Set task a → Copy the records below word for word, beginning with the line that contains "Expected behaviour: for every instance of the parrot's head, put" and continuing through the final line of the records.

Public Act 101-0530
SB0220 EnrolledLRB101 07990 LNS 53047 b
AN ACT concerning civil law.
Be it enacted by the People of the State of Illinois,
represented in the General Assembly:
Section 5. The Illinois Human Rights Act is amended by
changing Sections 7B-102, 8-101, and 10-103 as follows:
(775 ILCS 5/7B-102) (from Ch. 68, par. 7B-102)
Sec. 7B-102. Procedures.
(A) Charge.
(1) Within one year after the date that a civil rights
violation allegedly has been committed or terminated, a
charge in writing under oath or affirmation may be filed
with the Department by an aggrieved party or issued by the
Department itself under the signature of the Director.
(2) The charge shall be in such detail as to
substantially apprise any party properly concerned as to
the time, place, and facts surrounding the alleged civil
rights violation.
(B) Notice and Response to Charge.
(1) The Department shall serve notice upon the
aggrieved party acknowledging such charge and advising the
aggrieved party of the time limits and choice of forums
provided under this Act. The Department shall, within 10
days of the date on which the charge was filed or the
identification of an additional respondent under paragraph
(2) of this subsection, serve on the respondent a copy of
the charge along with a notice identifying the alleged
civil rights violation and advising the respondent of the
procedural rights and obligations of respondents under
this Act and may require the respondent to file a response
to the allegations contained in the charge. Upon the
Department's request, the respondent shall file a response
to the charge within 30 days and shall serve a copy of its
response on the complainant or his or her representative.
Notwithstanding any request from the Department, the
respondent may elect to file a response to the charge
within 30 days of receipt of notice of the charge, provided
the respondent serves a copy of its response on the
complainant or his or her representative. All allegations
contained in the charge not denied by the respondent within
30 days after the Department's request for a response may
be deemed admitted, unless the respondent states that it is
without sufficient information to form a belief with
respect to such allegation. The Department may issue a
notice of default directed to any respondent who fails to
file a response to a charge within 30 days of the
Department's request, unless the respondent can
demonstrate good cause as to why such notice should not
issue. The term "good cause" shall be defined by rule
promulgated by the Department. Within 10 days of the date
he or she receives the respondent's response, the
complainant may file his or her reply to said response. If
he or she chooses to file a reply, the complainant shall
serve a copy of said reply on the respondent or his or her
representative. A party may supplement his or her response
or reply at any time that the investigation of the charge
is pending.
(2) A person who is not named as a respondent in a
charge, but who is identified as a respondent in the course
of investigation, may be joined as an additional or
substitute respondent upon written notice, under
subsection (B), to such person, from the Department. Such
notice, in addition to meeting the requirements of
subsections (A) and (B), shall explain the basis for the
Department's belief that a person to whom the notice is
addressed is properly joined as a respondent.

Set task b → According to the Illinois act above, within how many days of receiving the respondent's response may the complainant file a reply?

Lines of data →
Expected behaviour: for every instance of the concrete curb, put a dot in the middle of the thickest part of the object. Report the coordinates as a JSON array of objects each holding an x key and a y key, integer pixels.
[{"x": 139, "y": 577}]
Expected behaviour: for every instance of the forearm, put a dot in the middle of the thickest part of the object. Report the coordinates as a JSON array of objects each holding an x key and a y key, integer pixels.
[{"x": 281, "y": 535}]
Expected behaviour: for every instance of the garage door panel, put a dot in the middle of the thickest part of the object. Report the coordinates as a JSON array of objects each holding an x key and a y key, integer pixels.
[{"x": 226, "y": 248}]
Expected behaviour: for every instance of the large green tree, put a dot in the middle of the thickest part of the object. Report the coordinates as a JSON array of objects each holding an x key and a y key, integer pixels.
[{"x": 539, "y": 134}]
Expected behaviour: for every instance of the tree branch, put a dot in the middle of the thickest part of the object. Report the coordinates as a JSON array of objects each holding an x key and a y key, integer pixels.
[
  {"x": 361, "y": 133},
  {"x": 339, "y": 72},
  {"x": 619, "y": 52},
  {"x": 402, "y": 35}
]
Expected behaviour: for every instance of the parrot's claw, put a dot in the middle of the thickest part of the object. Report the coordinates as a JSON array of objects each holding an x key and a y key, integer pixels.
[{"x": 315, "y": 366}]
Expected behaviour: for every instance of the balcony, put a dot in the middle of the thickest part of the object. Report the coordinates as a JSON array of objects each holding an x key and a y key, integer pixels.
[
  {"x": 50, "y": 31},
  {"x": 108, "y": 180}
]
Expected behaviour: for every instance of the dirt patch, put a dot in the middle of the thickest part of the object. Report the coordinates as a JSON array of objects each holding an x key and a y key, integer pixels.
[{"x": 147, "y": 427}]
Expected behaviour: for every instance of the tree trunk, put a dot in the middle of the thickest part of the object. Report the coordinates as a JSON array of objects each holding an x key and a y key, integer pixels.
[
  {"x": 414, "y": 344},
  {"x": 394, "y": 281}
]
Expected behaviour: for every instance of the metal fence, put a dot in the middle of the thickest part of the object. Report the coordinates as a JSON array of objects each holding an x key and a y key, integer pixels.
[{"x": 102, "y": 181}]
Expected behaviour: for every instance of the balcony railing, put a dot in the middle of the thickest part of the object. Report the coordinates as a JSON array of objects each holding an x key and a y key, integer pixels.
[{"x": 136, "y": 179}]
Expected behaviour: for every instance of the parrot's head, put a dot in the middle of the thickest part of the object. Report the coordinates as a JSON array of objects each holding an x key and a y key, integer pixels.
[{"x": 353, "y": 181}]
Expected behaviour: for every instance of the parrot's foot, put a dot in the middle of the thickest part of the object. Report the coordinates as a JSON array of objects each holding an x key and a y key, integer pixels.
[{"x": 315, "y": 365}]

Full response a →
Expected behaviour: for every instance of the parrot's head, put a dot in the middle of the thickest part of the object. Report the coordinates as a JSON array of objects each holding an x key and a y key, integer pixels.
[{"x": 353, "y": 181}]
Expected behaviour: for every instance of the parrot's foot, put a dot in the middle of the thickest part of the object. Report the coordinates as a JSON array of objects each holding an x key and a y key, integer pixels.
[{"x": 315, "y": 365}]

Full response b → Within 10 days.